— Start Material to process —

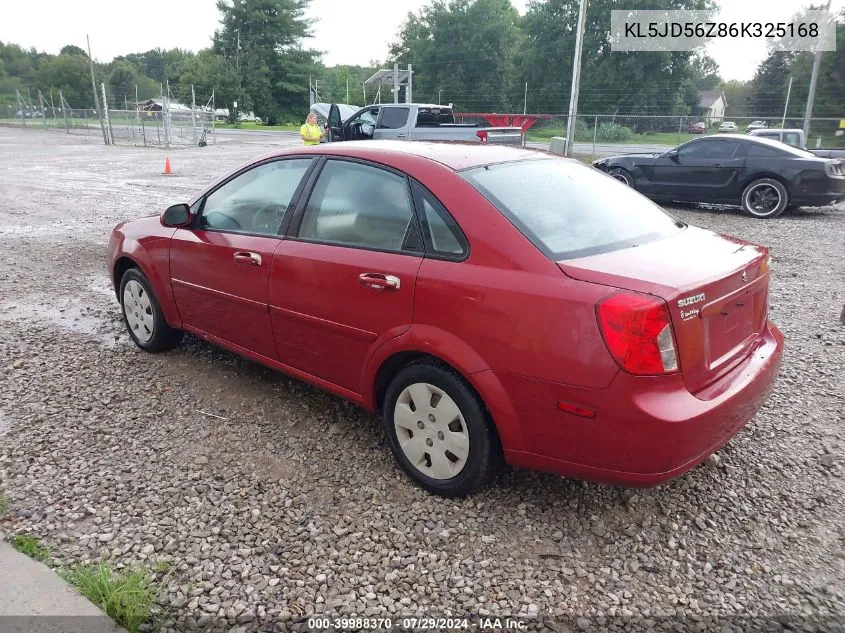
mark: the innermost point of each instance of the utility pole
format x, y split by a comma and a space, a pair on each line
786, 106
94, 89
811, 96
235, 117
525, 101
576, 78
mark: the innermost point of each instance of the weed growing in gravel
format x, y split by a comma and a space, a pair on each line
126, 597
31, 546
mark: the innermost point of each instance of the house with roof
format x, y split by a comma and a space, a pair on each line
711, 106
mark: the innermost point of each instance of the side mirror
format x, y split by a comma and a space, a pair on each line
176, 216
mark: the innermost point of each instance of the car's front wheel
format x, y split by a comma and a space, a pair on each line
765, 198
622, 175
142, 314
439, 430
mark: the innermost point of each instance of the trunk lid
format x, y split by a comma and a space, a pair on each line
716, 288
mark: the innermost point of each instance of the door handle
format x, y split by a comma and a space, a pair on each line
379, 281
247, 259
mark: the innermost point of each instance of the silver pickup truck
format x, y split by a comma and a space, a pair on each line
416, 122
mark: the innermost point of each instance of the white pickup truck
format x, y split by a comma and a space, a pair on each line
416, 122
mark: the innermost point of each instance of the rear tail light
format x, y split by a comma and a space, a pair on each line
638, 332
835, 168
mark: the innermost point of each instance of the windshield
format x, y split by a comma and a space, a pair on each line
568, 210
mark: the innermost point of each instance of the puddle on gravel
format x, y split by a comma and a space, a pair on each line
78, 319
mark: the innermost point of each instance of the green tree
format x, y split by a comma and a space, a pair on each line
611, 82
121, 83
207, 71
263, 39
468, 49
71, 75
767, 90
72, 49
736, 96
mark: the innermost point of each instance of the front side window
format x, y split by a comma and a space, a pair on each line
367, 117
359, 205
255, 201
567, 209
708, 149
792, 138
393, 118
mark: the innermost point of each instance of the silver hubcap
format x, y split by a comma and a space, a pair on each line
138, 311
621, 178
763, 199
431, 430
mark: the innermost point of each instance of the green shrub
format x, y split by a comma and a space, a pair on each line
126, 597
614, 133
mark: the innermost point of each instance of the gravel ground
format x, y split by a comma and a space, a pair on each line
259, 499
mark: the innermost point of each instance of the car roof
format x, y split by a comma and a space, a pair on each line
454, 155
760, 140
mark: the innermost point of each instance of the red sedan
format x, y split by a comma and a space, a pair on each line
492, 304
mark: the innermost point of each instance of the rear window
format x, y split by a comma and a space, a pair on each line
393, 118
567, 209
431, 117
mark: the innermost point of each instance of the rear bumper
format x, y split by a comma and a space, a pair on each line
818, 199
646, 431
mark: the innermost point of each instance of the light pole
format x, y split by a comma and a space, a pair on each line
576, 78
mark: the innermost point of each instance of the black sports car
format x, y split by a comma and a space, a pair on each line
762, 176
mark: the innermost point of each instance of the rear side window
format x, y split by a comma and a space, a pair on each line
442, 235
567, 209
762, 150
359, 205
393, 118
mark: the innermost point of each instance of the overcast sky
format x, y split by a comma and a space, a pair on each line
346, 34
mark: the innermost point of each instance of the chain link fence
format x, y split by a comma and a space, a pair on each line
186, 115
594, 133
162, 120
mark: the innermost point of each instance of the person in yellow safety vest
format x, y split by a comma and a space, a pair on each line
310, 131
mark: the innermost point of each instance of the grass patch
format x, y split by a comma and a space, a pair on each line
31, 546
127, 597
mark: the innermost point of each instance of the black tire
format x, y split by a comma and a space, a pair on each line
163, 337
623, 175
484, 459
765, 198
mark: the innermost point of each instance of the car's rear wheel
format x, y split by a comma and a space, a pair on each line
142, 314
622, 175
439, 430
765, 198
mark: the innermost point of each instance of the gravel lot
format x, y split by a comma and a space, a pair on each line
270, 500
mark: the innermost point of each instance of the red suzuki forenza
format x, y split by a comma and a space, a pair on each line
493, 304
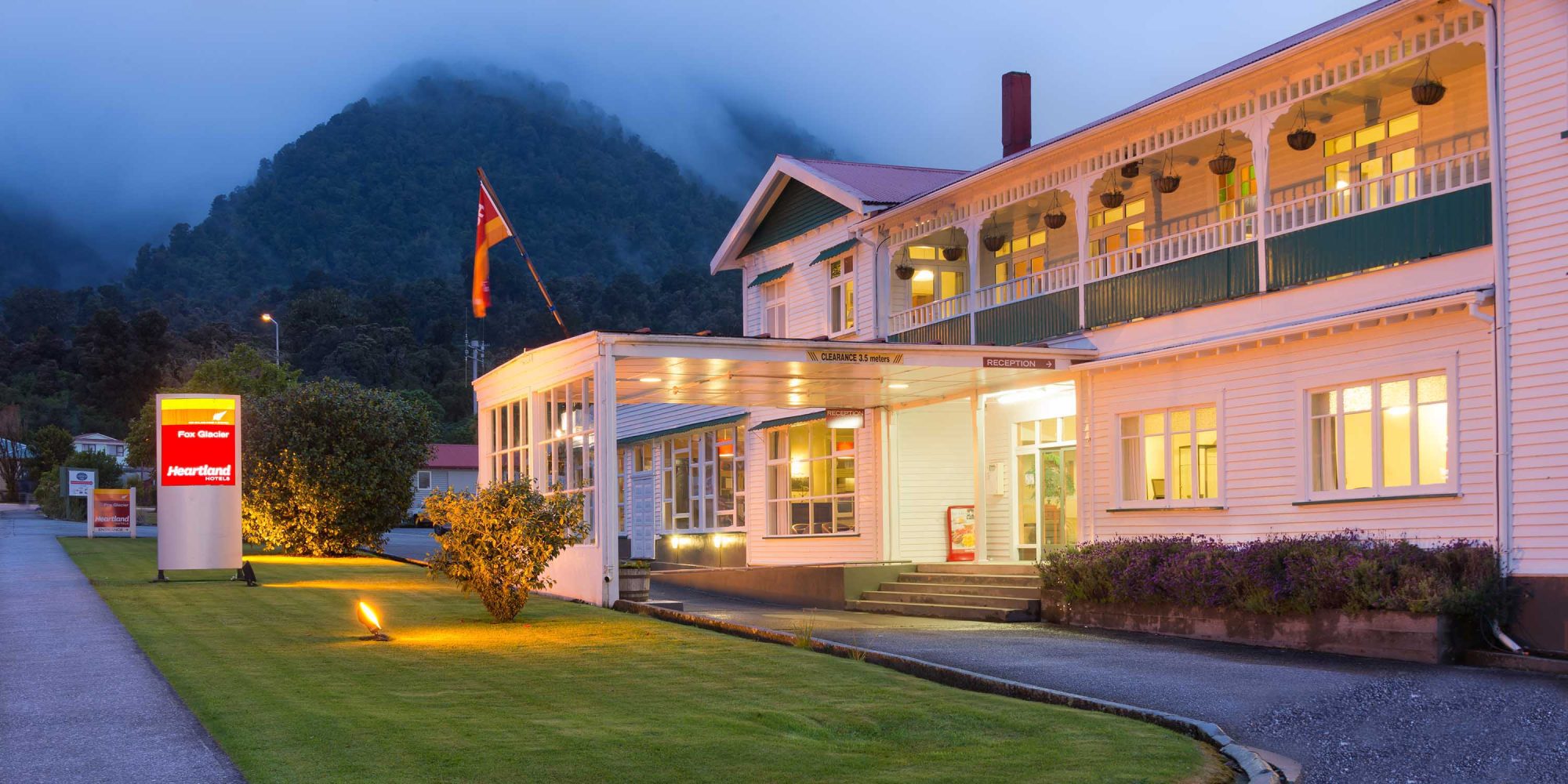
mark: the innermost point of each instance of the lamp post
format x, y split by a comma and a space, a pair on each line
278, 354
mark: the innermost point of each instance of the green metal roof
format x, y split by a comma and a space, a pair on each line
797, 211
833, 252
769, 277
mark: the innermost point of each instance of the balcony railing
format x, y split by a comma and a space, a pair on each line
1421, 183
1172, 249
1042, 283
929, 313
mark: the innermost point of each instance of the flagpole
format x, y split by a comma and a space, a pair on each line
521, 250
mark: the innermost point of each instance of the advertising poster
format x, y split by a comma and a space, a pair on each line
112, 512
960, 534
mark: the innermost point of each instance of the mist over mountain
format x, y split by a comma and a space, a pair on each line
360, 236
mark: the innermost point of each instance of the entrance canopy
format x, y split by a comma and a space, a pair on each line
785, 374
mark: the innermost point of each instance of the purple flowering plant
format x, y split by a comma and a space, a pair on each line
1285, 575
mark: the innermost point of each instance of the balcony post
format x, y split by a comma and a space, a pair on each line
971, 230
1078, 191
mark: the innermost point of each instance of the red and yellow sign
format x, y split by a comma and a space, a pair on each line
198, 443
112, 510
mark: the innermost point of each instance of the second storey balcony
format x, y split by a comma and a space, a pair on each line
1343, 183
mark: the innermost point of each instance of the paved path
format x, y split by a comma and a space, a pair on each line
1346, 720
79, 702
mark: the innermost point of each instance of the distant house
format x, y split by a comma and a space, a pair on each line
101, 443
456, 466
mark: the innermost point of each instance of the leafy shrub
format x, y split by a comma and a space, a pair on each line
1285, 576
328, 466
501, 540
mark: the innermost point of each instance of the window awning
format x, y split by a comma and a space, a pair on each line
833, 252
769, 277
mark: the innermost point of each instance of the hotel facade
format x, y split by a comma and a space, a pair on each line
1321, 288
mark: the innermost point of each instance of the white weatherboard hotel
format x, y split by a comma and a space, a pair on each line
1305, 292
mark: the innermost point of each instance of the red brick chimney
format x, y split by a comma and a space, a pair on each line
1015, 112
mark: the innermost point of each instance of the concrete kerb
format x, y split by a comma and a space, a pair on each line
1257, 771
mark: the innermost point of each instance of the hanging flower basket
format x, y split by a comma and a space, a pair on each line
1428, 89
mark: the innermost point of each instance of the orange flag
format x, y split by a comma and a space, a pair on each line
492, 230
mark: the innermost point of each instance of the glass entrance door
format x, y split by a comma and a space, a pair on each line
1047, 501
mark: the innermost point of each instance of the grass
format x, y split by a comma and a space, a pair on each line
570, 692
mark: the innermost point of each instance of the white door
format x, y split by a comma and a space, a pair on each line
644, 515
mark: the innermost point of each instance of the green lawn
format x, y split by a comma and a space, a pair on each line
570, 692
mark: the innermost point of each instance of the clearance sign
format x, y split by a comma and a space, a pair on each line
197, 440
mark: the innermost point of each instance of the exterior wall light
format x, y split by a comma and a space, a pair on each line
368, 617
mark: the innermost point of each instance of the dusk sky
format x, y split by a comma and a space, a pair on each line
143, 112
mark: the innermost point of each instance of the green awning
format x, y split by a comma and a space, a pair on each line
833, 252
769, 277
791, 421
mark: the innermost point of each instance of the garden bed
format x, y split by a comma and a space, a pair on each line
1338, 593
1382, 634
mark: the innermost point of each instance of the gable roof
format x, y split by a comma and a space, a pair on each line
807, 192
1203, 79
454, 457
880, 184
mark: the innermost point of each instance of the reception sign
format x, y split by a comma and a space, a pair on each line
112, 512
198, 445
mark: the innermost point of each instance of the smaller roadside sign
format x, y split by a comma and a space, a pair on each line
81, 482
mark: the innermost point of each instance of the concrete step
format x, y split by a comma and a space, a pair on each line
971, 579
978, 568
1011, 592
943, 611
953, 598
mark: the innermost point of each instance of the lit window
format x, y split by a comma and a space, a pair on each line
811, 481
1381, 437
841, 296
705, 481
1171, 457
774, 314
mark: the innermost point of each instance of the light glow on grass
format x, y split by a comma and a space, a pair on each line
572, 692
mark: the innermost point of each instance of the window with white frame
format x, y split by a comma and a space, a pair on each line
810, 481
1382, 438
774, 313
1172, 457
509, 441
841, 296
567, 432
705, 481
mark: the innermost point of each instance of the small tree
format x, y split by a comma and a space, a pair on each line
501, 540
330, 466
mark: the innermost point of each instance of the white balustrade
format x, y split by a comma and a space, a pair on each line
1357, 198
1174, 247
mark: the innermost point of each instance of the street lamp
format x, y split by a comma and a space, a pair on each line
278, 354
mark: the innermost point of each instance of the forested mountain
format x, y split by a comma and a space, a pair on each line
360, 236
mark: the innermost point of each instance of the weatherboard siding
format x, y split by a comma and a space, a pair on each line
932, 468
1261, 397
1536, 118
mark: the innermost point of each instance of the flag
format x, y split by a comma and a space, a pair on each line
492, 230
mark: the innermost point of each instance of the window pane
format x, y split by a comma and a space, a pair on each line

— End Material to process —

**Objective:** Everything from the line containing "the white balustrade" to the end of the records must be written out exactly; include both of those lines and no others.

**Worked solution:**
mark: the innermost point of each instance of the white balustrade
format x, y split by a comma and a space, a pair on each line
1357, 198
1174, 247
mark: the innermost point of each instance of the street lamp
format x, y split by a comma and a space, a pair on each line
278, 354
mark: the innermost point of each instance of the forested mountain
format x, y split by a comma and a space, a pair on each line
360, 236
mark: the innermost point of each instance of the weatherboard siding
format x, y split by a comma and a space, a pair on each line
932, 468
1261, 397
1536, 118
mark: the innermost point of each instance of the flag
format x, y split by a comma and a space, a pair on each line
492, 230
mark: the innermost point of each instance of the window pane
format x, y split by a comma and a space, a pair on each line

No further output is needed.